[Problem details] Reproduce exactly, with no pictures, each line from the opening of the material down through the line containing "point: silver cabinet".

** Supplied material follows **

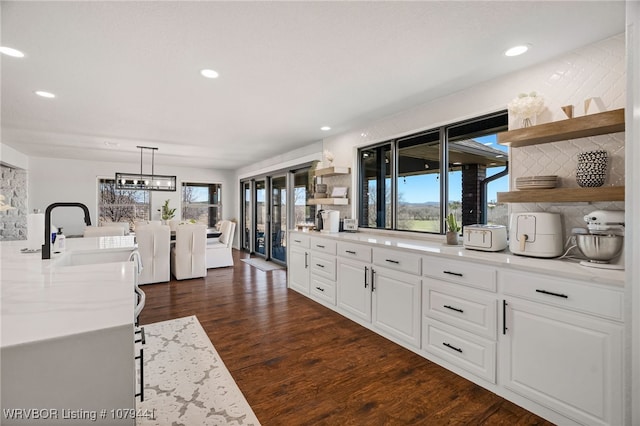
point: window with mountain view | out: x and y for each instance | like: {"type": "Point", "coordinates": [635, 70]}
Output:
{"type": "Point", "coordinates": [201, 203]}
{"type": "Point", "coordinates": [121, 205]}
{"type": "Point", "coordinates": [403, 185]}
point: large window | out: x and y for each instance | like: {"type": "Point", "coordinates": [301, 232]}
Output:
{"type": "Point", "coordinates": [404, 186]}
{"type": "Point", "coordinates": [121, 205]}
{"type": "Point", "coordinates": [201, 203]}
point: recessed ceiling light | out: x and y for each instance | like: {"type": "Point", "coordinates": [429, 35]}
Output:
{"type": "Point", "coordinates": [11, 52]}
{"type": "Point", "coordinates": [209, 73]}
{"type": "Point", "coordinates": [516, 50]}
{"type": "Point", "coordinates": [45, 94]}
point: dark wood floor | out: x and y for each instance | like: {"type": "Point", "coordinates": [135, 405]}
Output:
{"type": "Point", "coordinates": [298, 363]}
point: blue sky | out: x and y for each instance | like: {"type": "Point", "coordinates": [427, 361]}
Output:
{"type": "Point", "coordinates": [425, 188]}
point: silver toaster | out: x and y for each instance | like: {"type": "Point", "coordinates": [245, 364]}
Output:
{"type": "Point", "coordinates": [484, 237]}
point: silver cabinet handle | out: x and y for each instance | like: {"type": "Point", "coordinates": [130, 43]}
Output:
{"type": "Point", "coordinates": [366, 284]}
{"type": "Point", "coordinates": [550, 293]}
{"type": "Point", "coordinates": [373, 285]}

** End of Supplied material **

[Solution to this problem]
point: window with mountain view | out: x and y for each instance | like: {"type": "Point", "coordinates": [635, 70]}
Output:
{"type": "Point", "coordinates": [201, 203]}
{"type": "Point", "coordinates": [121, 205]}
{"type": "Point", "coordinates": [403, 185]}
point: large window | out: x and y for each instance | like: {"type": "Point", "coordinates": [301, 232]}
Output:
{"type": "Point", "coordinates": [404, 186]}
{"type": "Point", "coordinates": [121, 205]}
{"type": "Point", "coordinates": [201, 203]}
point: recessed ceiling light | out: x and y for each instance | like: {"type": "Point", "coordinates": [429, 35]}
Output:
{"type": "Point", "coordinates": [11, 52]}
{"type": "Point", "coordinates": [209, 73]}
{"type": "Point", "coordinates": [516, 50]}
{"type": "Point", "coordinates": [45, 94]}
point: dark wood floor | out: x and y for each instance | like: {"type": "Point", "coordinates": [135, 405]}
Output:
{"type": "Point", "coordinates": [298, 363]}
point: blue sky | out: x and y for each instance | like: {"type": "Point", "coordinates": [427, 361]}
Output:
{"type": "Point", "coordinates": [425, 188]}
point: silver toaster | out: x and y for each instance | like: {"type": "Point", "coordinates": [245, 364]}
Output:
{"type": "Point", "coordinates": [484, 237]}
point: silver cabinet handle | out: x and y for each instance | like: {"type": "Point", "coordinates": [130, 43]}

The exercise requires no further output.